SHORT EXERCISE
Answer these questions about the notebook on autocorrelation for irregular time series, numbering your answers to match.
1. On which two publications is the method for calculating the autocorrelation based?
2. What is the wave period of the synthetic sine wave?
3. How many observations does each synthetic time series contain?

DOCUMENT PASSAGE

*-*-*

Autocorrelation for irregular time series#

R.A. Collenteur, Artesia Water & University of Graz, 2020

In this notebook the autocorrelation function for irregular time steps that is built-in in Pastas is tested and validated on synthetic data. The methodology for calculating the autocorrelation is based on Rehfeld et al. (2011) and Edelson and Krolik (1978). The methods are available through pastas.stats package (e.g. pastas.stats.acf(series)). The full report of the methods underlying this Notebook are available in Collenteur (2018, in Dutch).

Create synthetic time series
Compute the autocorrelation
Autocorrelation for regular time series
Autocorrelation for irregular time series
References

import matplotlib.pyplot as plt
import numpy as np
import pandas as pd

import pastas as ps

Create synthetic time series#

Two synthetic time series are created with a known autocorrelation and a regular time interval. The first is a sine wave with a wave period of one year. The second is a series of correlated noise generated through an AR(1) process. Both synthetic time series have a length of ten years and a daily observation time step (\(n=3650\)). From both time series three time series with irregular time steps are created:

Time Series 1: 3 years of monthly data, 3 years of bi-weekly data, and 4 years of daily data.

*-*-*

Dataset rows
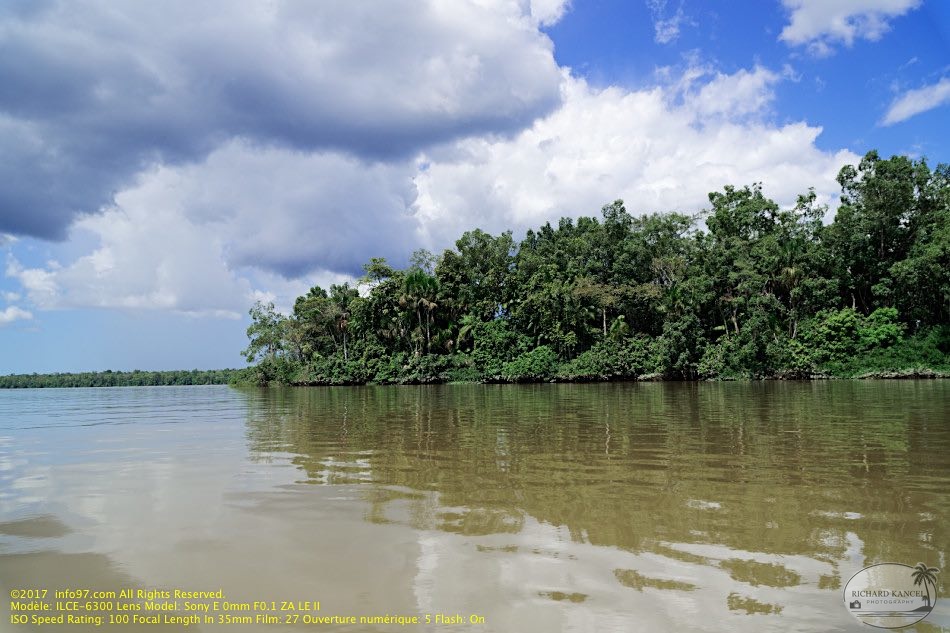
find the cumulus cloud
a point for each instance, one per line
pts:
(659, 149)
(96, 93)
(196, 239)
(253, 222)
(13, 313)
(196, 158)
(820, 24)
(666, 26)
(914, 102)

*-*-*

ANSWER TO THE PROBLEM
1. Rehfeld et al. (2011) and Edelson and Krolik (1978).
2. One year.
3. 3650 (ten years of daily observations).